(Location identification items)
---

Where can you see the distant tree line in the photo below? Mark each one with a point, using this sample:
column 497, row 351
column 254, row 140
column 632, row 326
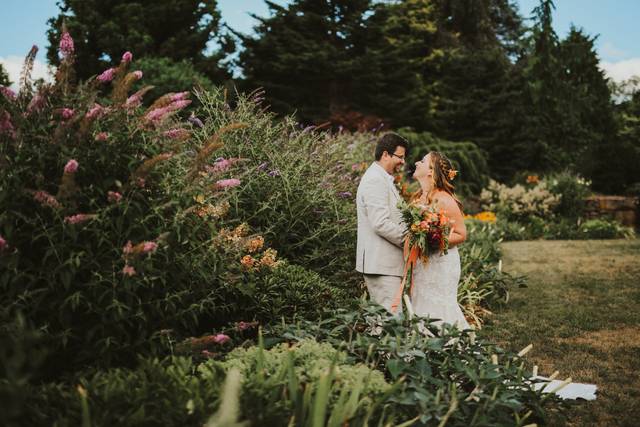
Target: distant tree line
column 467, row 71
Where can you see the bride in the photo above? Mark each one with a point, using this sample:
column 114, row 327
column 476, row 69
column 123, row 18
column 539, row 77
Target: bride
column 435, row 289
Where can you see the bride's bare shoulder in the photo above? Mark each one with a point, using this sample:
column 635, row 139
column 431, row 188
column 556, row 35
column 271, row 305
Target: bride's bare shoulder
column 444, row 200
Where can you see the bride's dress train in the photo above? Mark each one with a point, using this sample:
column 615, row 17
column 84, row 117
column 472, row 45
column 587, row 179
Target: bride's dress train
column 435, row 289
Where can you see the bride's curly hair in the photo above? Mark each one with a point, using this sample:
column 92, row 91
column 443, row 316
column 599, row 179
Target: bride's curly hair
column 443, row 175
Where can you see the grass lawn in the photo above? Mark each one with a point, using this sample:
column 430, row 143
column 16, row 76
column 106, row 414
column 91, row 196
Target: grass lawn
column 581, row 311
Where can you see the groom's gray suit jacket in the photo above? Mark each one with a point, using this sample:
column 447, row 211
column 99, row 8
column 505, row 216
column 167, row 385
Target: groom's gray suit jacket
column 380, row 228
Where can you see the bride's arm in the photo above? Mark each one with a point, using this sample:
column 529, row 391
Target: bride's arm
column 452, row 210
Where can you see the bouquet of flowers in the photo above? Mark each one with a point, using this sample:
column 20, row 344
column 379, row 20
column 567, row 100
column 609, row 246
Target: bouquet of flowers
column 428, row 229
column 427, row 232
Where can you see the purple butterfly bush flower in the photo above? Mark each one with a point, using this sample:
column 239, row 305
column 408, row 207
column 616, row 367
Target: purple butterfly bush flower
column 107, row 75
column 114, row 196
column 36, row 103
column 8, row 93
column 179, row 96
column 102, row 136
column 228, row 183
column 95, row 111
column 221, row 339
column 66, row 45
column 78, row 218
column 71, row 166
column 5, row 124
column 66, row 113
column 46, row 199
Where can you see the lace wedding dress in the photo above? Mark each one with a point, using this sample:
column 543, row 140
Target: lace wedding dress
column 435, row 289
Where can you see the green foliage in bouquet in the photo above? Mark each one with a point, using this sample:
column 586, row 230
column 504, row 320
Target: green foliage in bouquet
column 115, row 218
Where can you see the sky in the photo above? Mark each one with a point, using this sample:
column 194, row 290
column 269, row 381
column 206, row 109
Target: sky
column 24, row 23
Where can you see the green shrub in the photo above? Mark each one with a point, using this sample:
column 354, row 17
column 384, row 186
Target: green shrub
column 112, row 222
column 170, row 391
column 519, row 203
column 277, row 385
column 444, row 373
column 604, row 229
column 573, row 191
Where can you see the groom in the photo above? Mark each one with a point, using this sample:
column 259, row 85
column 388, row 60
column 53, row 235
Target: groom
column 380, row 229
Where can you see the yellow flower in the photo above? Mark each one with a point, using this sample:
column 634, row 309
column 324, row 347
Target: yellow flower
column 269, row 258
column 255, row 244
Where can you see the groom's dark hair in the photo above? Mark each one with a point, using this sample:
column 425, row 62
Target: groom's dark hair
column 389, row 142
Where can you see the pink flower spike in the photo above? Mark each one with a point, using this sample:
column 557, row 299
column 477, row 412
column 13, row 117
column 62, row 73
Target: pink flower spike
column 179, row 96
column 102, row 136
column 177, row 133
column 46, row 199
column 149, row 247
column 8, row 93
column 133, row 101
column 66, row 45
column 66, row 113
column 227, row 183
column 107, row 75
column 127, row 248
column 95, row 111
column 114, row 197
column 129, row 271
column 178, row 105
column 71, row 166
column 221, row 339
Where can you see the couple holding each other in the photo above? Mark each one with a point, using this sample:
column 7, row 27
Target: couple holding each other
column 381, row 233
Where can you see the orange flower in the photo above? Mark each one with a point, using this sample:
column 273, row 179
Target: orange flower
column 248, row 262
column 255, row 244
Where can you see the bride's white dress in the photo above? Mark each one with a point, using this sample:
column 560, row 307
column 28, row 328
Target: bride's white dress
column 435, row 288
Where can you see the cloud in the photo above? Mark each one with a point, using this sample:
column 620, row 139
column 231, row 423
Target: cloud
column 13, row 65
column 610, row 51
column 621, row 70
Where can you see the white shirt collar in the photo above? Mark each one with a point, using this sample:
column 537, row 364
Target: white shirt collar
column 386, row 174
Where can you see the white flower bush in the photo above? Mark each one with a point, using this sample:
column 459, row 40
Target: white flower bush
column 519, row 202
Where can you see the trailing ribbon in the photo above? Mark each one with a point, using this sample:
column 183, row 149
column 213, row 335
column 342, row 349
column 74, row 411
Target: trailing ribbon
column 411, row 255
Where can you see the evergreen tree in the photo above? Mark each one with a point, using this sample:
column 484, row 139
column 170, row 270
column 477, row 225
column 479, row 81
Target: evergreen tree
column 309, row 56
column 4, row 77
column 478, row 85
column 104, row 30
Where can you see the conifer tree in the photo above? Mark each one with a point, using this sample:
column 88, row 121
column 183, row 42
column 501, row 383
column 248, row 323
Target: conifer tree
column 178, row 30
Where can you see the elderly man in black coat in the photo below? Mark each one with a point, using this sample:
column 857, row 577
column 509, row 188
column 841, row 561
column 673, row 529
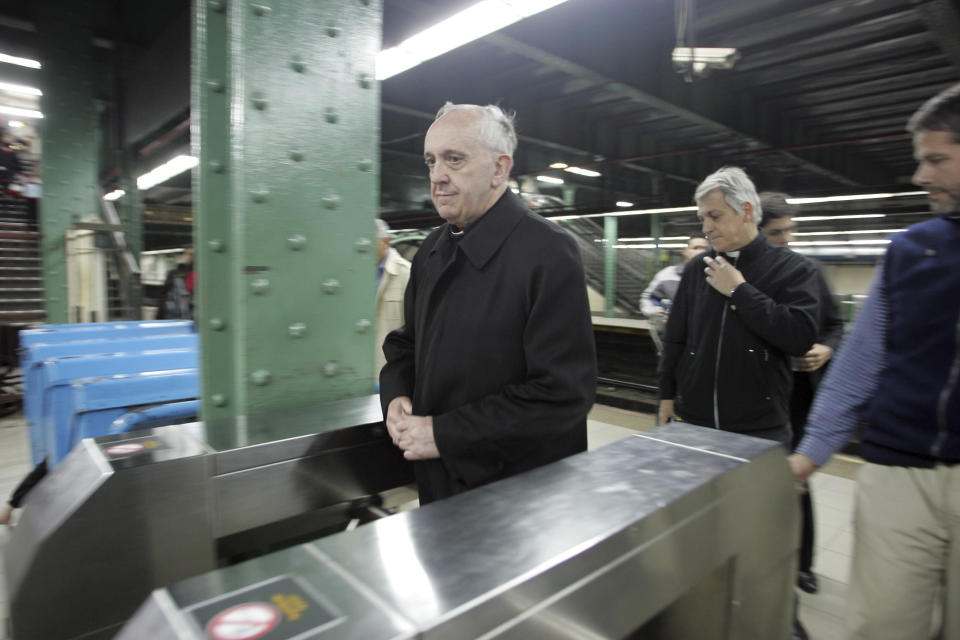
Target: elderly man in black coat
column 495, row 369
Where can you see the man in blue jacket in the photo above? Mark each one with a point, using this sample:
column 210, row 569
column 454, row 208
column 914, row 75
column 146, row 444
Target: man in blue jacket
column 494, row 370
column 898, row 376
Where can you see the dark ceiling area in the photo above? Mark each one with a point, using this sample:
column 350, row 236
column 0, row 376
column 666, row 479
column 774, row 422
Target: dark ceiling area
column 815, row 105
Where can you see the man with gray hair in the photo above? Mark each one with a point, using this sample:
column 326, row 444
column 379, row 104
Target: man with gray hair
column 494, row 370
column 741, row 310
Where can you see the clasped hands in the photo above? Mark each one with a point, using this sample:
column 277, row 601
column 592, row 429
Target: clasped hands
column 412, row 434
column 721, row 275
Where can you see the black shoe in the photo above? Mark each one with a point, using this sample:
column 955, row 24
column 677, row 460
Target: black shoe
column 799, row 633
column 807, row 580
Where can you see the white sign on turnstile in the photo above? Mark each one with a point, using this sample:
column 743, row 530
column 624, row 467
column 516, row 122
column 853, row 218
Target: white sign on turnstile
column 124, row 449
column 247, row 621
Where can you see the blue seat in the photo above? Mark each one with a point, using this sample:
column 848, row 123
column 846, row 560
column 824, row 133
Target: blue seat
column 53, row 333
column 32, row 359
column 98, row 406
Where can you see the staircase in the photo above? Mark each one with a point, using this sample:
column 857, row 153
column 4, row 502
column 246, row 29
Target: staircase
column 21, row 273
column 634, row 271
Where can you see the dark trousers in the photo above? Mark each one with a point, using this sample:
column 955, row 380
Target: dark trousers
column 800, row 401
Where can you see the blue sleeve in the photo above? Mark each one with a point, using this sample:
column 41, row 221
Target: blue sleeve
column 851, row 381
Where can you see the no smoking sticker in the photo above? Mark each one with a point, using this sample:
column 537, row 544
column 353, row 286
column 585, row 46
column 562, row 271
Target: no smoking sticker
column 282, row 607
column 124, row 449
column 244, row 622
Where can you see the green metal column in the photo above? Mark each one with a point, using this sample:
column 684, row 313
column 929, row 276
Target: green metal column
column 609, row 264
column 70, row 143
column 286, row 129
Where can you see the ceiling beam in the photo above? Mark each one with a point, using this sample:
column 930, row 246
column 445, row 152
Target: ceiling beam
column 575, row 69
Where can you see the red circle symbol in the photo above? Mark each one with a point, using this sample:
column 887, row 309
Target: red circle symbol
column 124, row 449
column 244, row 622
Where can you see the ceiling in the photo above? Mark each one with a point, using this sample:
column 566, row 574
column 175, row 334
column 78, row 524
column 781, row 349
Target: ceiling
column 815, row 105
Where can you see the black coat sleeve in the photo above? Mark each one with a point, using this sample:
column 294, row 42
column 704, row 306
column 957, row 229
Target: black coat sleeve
column 831, row 323
column 787, row 321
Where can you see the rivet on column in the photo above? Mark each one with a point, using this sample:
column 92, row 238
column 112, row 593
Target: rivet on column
column 297, row 329
column 330, row 286
column 260, row 286
column 331, row 200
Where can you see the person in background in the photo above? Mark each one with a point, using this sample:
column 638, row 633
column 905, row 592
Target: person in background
column 393, row 273
column 656, row 298
column 897, row 379
column 176, row 300
column 494, row 370
column 778, row 226
column 741, row 310
column 9, row 162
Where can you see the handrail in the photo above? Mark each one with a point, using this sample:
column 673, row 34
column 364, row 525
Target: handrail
column 128, row 271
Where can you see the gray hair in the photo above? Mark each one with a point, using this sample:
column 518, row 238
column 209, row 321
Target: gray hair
column 496, row 127
column 736, row 187
column 383, row 231
column 939, row 113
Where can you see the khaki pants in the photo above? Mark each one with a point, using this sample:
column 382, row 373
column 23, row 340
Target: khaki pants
column 905, row 579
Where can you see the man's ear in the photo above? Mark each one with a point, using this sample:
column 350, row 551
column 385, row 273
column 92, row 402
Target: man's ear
column 502, row 166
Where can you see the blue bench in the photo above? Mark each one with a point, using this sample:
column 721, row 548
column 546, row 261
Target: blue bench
column 59, row 376
column 32, row 370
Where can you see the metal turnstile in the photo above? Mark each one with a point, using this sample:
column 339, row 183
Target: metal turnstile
column 681, row 532
column 125, row 514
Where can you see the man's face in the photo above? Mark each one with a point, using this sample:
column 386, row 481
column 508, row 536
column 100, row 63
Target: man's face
column 938, row 168
column 779, row 231
column 695, row 246
column 466, row 177
column 383, row 247
column 725, row 228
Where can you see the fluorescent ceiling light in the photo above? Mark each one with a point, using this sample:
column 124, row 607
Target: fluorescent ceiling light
column 703, row 54
column 583, row 172
column 700, row 59
column 474, row 22
column 850, row 217
column 632, row 212
column 166, row 171
column 861, row 196
column 23, row 113
column 841, row 251
column 23, row 62
column 839, row 243
column 649, row 246
column 550, row 179
column 653, row 239
column 20, row 89
column 845, row 233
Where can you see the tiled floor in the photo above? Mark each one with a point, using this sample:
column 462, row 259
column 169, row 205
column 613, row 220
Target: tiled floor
column 832, row 495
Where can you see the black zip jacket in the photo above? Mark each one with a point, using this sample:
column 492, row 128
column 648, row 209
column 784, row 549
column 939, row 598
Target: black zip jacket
column 726, row 361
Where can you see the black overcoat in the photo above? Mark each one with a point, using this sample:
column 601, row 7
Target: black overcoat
column 498, row 347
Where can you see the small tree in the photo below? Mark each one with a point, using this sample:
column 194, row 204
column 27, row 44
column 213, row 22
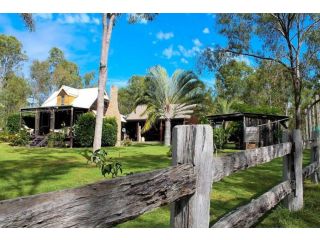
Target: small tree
column 167, row 97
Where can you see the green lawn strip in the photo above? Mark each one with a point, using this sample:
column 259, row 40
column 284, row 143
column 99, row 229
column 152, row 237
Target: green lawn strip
column 26, row 171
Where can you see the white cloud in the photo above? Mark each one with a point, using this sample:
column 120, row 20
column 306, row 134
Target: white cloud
column 37, row 44
column 77, row 18
column 244, row 59
column 169, row 52
column 187, row 53
column 206, row 31
column 138, row 19
column 197, row 42
column 43, row 16
column 183, row 60
column 164, row 36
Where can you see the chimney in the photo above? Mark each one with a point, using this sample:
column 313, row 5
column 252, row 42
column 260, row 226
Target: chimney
column 113, row 111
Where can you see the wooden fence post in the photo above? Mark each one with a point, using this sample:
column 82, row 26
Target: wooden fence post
column 288, row 172
column 315, row 154
column 292, row 170
column 193, row 144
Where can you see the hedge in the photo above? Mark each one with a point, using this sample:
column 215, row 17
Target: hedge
column 84, row 131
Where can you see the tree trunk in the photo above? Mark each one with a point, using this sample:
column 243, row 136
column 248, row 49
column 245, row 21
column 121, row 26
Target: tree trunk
column 167, row 132
column 106, row 37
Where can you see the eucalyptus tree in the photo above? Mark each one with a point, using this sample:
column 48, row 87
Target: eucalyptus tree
column 291, row 40
column 167, row 97
column 108, row 22
column 28, row 20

---

__WHAT THE EXERCISE ASKS__. Reproduce the lines above without alteration, beginning with the line that contains "Where can you see the blue seat" and continuing through the line that contains "column 634, row 271", both of those lines included.

__FINAL ANSWER__.
Where can you see the blue seat in the photo above? Mark each one with a point, using this sample:
column 848, row 123
column 846, row 560
column 824, row 133
Target: blue seat
column 53, row 333
column 32, row 359
column 98, row 406
Where can you see the staircase in the photo above? Mark each one with a point, using this sample:
column 857, row 153
column 4, row 502
column 246, row 29
Target: staircase
column 21, row 273
column 634, row 271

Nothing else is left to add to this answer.